● **TASK OBJECTIVE**
Could you quote, word for word, the passage below on using paired difference tests to reduce variance?
--- Start of DOCUMENT EXTRACT ---
Use in reducing variance

Paired difference tests for reducing variance are a specific type of blocking. To illustrate the idea, suppose we are assessing the performance of a drug for treating high cholesterol. Under the design of our study, we enroll 100 subjects, and measure each subject's cholesterol level. Then all the subjects are treated with the drug for six months, after which their cholesterol levels are measured again. Our interest is in whether the drug has any effect on mean cholesterol levels, which can be inferred through a comparison of the post-treatment to pre-treatment measurements.

The key issue that motivates the paired difference test is that unless the study has very strict entry criteria, it is likely that the subjects will differ substantially from each other before the treatment begins. Important baseline differences among the subjects may be due to their gender, age, smoking status, activity level, and diet.
--- End of DOCUMENT EXTRACT ---
--- Start of DATA EXTRACT ---
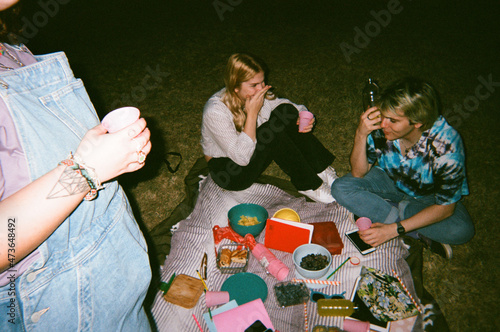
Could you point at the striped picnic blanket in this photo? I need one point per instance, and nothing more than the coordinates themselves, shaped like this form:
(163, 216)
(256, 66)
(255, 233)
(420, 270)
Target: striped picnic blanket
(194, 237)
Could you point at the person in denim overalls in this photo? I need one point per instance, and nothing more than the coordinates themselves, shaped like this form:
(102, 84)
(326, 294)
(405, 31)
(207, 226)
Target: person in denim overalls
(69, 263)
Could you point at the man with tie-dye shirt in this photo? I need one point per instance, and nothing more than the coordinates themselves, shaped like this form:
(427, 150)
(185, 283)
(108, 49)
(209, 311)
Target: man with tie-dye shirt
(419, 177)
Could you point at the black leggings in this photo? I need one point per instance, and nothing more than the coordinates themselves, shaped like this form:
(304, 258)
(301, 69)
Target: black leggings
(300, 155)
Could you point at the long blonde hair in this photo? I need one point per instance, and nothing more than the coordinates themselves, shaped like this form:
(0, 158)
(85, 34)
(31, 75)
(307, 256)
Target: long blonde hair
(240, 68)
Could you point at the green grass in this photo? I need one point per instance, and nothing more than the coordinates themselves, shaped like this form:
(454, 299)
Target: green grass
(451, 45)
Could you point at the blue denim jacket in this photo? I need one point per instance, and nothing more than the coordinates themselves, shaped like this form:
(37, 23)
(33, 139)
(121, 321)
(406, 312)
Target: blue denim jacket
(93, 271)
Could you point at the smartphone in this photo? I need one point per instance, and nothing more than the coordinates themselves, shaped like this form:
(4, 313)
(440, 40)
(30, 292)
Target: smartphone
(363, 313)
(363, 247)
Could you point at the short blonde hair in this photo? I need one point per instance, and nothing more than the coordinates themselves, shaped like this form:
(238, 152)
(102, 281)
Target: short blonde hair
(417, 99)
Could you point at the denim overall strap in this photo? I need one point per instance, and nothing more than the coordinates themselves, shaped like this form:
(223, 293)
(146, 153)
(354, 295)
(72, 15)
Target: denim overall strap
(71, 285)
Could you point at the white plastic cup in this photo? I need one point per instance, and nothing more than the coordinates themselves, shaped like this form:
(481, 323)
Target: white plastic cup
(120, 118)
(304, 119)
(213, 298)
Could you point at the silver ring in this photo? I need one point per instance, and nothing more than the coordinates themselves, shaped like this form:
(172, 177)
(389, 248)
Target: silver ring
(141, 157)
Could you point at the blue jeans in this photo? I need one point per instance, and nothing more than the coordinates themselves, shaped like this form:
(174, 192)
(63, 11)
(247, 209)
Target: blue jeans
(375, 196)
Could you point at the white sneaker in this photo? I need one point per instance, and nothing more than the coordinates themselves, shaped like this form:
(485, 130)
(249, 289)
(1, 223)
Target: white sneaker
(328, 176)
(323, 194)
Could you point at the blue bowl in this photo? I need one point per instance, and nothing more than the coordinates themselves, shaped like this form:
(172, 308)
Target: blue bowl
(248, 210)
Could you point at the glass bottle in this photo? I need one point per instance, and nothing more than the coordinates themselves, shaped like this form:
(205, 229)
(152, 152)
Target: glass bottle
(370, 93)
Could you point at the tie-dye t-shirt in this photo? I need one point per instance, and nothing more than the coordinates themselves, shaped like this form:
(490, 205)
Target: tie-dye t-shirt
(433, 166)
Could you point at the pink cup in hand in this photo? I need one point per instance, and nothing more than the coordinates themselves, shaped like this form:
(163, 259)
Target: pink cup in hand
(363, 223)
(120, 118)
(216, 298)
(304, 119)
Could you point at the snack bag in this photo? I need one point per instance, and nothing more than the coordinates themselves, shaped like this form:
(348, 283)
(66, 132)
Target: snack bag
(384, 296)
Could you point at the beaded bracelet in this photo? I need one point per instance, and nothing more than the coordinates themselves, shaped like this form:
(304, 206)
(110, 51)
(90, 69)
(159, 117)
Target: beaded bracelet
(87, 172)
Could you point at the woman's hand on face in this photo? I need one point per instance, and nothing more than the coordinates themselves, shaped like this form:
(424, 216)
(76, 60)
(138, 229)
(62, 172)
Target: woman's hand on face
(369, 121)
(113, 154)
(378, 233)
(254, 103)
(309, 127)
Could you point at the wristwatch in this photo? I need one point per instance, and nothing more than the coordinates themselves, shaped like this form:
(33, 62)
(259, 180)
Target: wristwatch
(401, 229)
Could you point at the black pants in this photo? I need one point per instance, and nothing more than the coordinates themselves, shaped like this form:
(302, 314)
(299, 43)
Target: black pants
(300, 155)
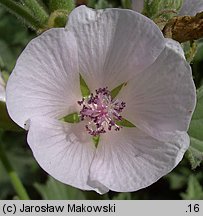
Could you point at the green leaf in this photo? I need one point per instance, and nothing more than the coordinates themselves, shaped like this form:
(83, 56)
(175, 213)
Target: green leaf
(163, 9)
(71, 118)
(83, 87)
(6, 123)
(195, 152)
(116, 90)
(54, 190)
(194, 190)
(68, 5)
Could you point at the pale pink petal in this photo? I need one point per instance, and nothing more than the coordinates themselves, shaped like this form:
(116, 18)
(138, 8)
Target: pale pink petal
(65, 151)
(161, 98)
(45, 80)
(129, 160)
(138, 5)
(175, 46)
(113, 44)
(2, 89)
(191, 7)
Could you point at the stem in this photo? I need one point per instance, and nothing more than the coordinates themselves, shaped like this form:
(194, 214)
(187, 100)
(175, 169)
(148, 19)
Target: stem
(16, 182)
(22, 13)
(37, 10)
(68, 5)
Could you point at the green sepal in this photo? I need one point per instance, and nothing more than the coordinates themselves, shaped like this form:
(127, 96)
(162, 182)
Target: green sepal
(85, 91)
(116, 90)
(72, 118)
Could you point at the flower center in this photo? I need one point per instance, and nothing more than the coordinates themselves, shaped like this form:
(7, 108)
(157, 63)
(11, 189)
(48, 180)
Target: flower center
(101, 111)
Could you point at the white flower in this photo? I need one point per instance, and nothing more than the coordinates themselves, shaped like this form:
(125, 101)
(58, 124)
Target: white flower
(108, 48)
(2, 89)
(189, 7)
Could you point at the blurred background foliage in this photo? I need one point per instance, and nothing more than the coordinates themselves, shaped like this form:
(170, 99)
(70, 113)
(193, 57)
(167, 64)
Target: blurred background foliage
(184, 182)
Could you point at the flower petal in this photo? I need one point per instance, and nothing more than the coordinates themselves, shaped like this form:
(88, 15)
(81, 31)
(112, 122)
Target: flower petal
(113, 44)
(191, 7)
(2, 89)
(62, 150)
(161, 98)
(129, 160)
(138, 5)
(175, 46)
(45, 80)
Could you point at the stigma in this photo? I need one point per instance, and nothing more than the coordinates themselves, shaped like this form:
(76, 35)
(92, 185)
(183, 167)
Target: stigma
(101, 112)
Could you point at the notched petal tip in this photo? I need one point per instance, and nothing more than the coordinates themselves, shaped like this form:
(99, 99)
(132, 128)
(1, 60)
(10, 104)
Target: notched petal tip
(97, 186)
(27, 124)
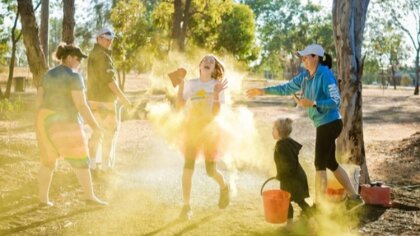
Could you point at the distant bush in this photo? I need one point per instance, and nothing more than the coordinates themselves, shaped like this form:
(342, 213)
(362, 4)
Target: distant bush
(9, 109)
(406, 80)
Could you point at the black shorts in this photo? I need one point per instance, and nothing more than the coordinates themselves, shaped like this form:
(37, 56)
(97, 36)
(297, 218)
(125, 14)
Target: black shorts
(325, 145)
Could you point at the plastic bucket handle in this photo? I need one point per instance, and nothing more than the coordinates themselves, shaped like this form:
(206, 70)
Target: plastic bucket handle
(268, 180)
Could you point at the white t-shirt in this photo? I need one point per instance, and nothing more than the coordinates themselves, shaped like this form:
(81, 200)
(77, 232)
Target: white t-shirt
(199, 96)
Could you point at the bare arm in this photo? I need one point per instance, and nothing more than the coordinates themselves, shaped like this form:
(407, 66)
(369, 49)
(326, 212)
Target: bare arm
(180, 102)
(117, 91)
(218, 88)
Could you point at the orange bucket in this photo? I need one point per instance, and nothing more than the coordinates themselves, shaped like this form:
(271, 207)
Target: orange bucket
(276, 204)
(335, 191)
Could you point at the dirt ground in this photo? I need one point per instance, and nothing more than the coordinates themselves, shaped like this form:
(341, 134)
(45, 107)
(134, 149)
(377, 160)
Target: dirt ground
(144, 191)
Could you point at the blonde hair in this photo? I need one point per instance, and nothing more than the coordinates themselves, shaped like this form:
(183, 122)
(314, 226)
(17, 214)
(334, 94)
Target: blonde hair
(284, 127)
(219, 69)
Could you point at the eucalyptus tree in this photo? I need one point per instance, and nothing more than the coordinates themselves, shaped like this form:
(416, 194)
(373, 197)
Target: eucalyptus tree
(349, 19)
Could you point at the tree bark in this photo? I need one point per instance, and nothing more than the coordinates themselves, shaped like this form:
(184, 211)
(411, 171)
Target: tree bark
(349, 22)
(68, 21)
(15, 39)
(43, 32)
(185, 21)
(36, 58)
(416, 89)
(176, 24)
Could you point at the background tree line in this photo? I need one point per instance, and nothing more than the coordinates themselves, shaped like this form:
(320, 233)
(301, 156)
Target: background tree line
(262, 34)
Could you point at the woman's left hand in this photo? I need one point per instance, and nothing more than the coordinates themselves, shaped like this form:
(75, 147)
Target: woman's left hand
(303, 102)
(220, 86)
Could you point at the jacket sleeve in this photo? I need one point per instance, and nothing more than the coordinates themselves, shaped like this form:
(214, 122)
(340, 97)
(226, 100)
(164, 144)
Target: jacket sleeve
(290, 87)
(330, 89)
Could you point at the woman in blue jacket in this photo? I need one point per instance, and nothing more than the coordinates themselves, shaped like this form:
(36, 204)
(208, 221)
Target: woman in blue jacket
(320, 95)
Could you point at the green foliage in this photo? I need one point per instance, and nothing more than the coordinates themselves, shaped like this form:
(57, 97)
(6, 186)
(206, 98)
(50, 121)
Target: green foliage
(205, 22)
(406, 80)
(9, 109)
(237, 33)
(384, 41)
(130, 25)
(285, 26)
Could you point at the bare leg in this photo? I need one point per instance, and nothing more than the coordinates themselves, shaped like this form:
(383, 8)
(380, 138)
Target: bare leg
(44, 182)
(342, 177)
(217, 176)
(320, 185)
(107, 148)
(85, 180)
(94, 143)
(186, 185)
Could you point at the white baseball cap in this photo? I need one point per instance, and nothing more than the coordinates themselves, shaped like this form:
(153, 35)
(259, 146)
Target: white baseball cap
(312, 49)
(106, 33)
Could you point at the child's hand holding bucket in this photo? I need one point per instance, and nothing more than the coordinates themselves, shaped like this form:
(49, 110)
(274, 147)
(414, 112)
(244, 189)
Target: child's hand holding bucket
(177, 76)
--- End of DATA EXTRACT ---
--- Start of DATA EXTRACT ---
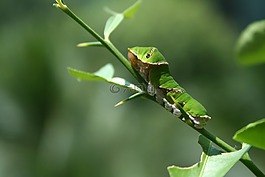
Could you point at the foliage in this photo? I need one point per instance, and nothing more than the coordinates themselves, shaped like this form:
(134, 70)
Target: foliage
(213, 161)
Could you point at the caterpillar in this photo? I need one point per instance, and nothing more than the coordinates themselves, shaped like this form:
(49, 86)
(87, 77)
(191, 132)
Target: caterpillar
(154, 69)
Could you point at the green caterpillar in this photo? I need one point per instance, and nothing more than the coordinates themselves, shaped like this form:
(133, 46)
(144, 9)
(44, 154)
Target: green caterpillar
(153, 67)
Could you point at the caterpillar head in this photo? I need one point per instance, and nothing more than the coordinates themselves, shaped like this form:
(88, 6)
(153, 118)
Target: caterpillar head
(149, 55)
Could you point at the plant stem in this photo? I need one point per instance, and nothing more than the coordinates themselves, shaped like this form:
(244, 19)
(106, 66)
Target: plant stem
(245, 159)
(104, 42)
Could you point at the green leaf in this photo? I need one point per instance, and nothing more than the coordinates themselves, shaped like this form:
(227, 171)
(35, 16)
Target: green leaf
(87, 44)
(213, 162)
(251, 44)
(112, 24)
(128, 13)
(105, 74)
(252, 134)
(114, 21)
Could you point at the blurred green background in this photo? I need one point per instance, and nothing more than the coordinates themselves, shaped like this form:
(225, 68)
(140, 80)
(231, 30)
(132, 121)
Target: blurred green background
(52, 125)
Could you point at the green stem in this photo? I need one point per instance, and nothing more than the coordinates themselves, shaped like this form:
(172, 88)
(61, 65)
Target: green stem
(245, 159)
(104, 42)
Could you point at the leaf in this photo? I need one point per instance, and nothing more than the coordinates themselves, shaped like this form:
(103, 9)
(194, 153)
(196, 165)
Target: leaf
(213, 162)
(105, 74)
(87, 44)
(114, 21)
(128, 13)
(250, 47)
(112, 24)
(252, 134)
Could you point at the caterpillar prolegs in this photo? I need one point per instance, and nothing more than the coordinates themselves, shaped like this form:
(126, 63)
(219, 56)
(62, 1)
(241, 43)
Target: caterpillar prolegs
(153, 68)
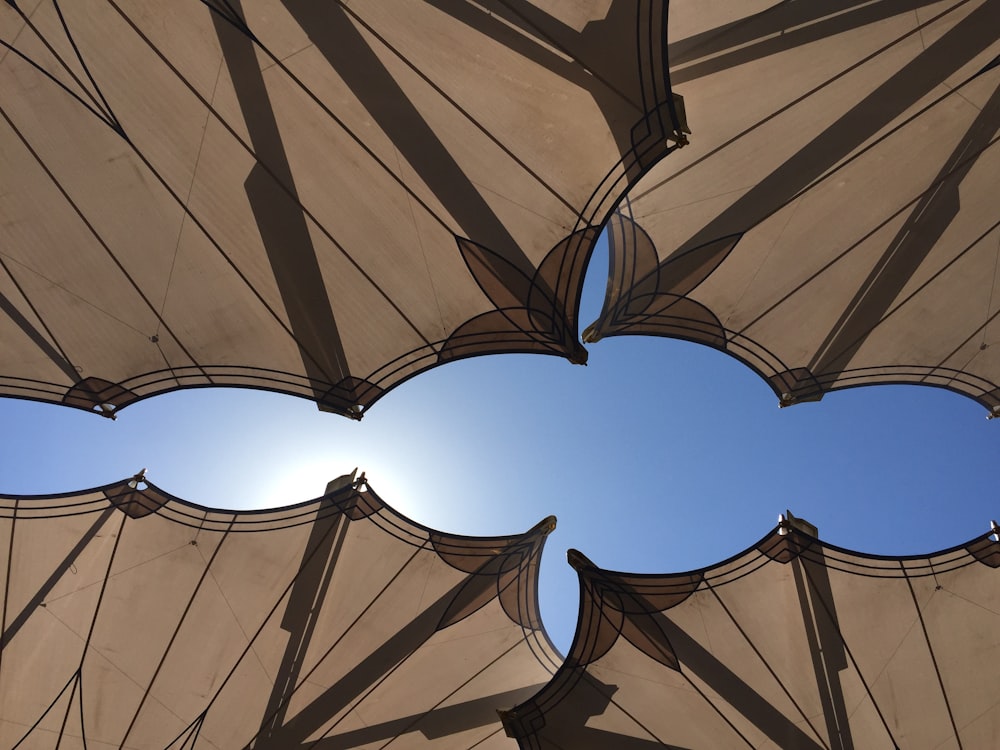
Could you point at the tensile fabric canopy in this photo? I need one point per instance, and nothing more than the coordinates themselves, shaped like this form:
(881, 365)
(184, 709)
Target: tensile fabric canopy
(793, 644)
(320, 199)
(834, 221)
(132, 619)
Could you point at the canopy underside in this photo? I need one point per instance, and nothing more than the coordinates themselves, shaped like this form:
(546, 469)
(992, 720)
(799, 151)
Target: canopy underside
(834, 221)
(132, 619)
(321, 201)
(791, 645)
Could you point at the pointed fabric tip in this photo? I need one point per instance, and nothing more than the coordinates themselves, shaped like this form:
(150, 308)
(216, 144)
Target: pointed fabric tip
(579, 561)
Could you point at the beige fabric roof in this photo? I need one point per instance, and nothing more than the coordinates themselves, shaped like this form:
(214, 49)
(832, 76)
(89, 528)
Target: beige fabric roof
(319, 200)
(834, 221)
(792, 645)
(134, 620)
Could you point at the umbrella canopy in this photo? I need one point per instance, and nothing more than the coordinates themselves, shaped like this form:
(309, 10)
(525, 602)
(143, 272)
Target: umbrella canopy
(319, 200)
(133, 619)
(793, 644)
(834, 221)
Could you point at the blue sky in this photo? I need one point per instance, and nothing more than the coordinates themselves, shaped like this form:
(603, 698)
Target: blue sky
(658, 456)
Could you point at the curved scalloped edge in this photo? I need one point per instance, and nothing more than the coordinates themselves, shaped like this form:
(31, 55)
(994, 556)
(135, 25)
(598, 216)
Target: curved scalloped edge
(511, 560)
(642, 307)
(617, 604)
--- End of DATA EXTRACT ---
● **TASK SOLUTION**
Use in reducing variance

Paired difference tests for reducing variance are a specific type of blocking. To illustrate the idea, suppose we are assessing the performance of a drug for treating high cholesterol. Under the design of our study, we enroll 100 subjects, and measure each subject's cholesterol level. Then all the subjects are treated with the drug for six months, after which their cholesterol levels are measured again. Our interest is in whether the drug has any effect on mean cholesterol levels, which can be inferred through a comparison of the post-treatment to pre-treatment measurements.

The key issue that motivates the paired difference test is that unless the study has very strict entry criteria, it is likely that the subjects will differ substantially from each other before the treatment begins. Important baseline differences among the subjects may be due to their gender, age, smoking status, activity level, and diet.